== Your instructions ==
Copy every one of the entries below word for word, keeping each line as it appears.
────────────────────────────────────────
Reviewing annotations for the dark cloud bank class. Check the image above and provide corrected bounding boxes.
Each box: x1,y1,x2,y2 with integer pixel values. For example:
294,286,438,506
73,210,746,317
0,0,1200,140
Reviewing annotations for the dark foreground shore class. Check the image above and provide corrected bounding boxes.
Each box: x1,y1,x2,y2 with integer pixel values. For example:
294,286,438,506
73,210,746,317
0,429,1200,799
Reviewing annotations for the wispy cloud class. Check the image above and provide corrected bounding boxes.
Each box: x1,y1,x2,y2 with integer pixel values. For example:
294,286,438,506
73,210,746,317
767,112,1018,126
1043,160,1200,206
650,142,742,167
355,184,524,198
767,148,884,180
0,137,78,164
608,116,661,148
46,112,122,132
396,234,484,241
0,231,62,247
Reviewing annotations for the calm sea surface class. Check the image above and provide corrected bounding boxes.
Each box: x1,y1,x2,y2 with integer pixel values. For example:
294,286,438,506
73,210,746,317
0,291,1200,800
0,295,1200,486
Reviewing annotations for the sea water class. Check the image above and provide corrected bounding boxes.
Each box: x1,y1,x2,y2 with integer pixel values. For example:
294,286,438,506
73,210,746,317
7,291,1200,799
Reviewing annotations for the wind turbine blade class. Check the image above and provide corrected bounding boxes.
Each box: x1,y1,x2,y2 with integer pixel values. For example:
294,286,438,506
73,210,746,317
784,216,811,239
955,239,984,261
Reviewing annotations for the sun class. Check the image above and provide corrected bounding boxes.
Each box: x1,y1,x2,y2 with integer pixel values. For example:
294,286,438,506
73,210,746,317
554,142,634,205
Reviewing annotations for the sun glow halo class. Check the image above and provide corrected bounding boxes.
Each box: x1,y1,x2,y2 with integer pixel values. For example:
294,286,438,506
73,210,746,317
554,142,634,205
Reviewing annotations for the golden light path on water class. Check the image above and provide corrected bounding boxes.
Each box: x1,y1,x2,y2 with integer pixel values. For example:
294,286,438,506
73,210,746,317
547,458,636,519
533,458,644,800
────────────────────────────────────────
== Written reply ==
Reviewing annotations for the dark cloud bank class. Check the image above and provide corrected bounding boxes.
Each box: x1,y1,x2,y2 with integer pixel values. For example:
294,286,438,506
73,210,746,317
0,0,1200,140
Reviewing annotations for the dark foreground shore class. Check the image above and provide corrected bounding boxes.
Each box: x1,y1,x2,y2 with integer pixel values. For example:
294,286,438,506
73,210,746,317
0,429,1200,799
Reviewing annotations for the wispy cloud class. Check the image above and provide corrected bounding boxes.
Each box: x1,y1,x2,y2 with integer pixel values. For example:
294,286,438,506
73,210,746,317
767,112,1018,126
1043,160,1200,206
650,142,742,167
355,184,524,198
767,148,884,180
0,137,78,164
608,116,661,148
46,112,122,132
396,234,484,241
0,231,62,247
Reviewing annotations for the calm sea surface class. Check the image above and provide corrected bounding boxes.
Each box: x1,y1,x2,y2 with integer pixel values. For example:
294,286,438,506
73,210,746,317
0,291,1200,800
0,295,1200,486
Reviewing annotations for the sea water class. Check the image above and provide corrected bounding boxes.
Each box: x1,y1,x2,y2 with integer pixel values. For example:
294,286,438,506
73,210,746,317
7,291,1200,799
Reviewing annotations for the wind turbine blade class. Check the image above and provide corrected bounding boxes.
Each box: x1,y1,x2,y2 with integer pixel values. For example:
294,286,438,506
73,210,746,317
784,216,811,239
955,239,984,261
Reviewing annotations for the sun class. Check the image above and provide corrected bounding boxes.
Each box: x1,y1,x2,y2 with integer pixel values. For example:
294,286,438,506
73,210,746,317
554,142,634,205
Reviewing annotations for the sun glow halo class. Check the image above and provide corrected bounding boxes.
Each box: x1,y1,x2,y2 with integer pixel values. For example:
294,286,438,506
73,210,746,317
554,142,634,205
Reviewing annotations for the golden light path on water class. Check the image above and provide corrected bounding boxes.
Each box: x1,y1,x2,y2 with integer pixel values. For example:
294,286,438,506
73,210,746,317
547,458,636,519
533,458,644,800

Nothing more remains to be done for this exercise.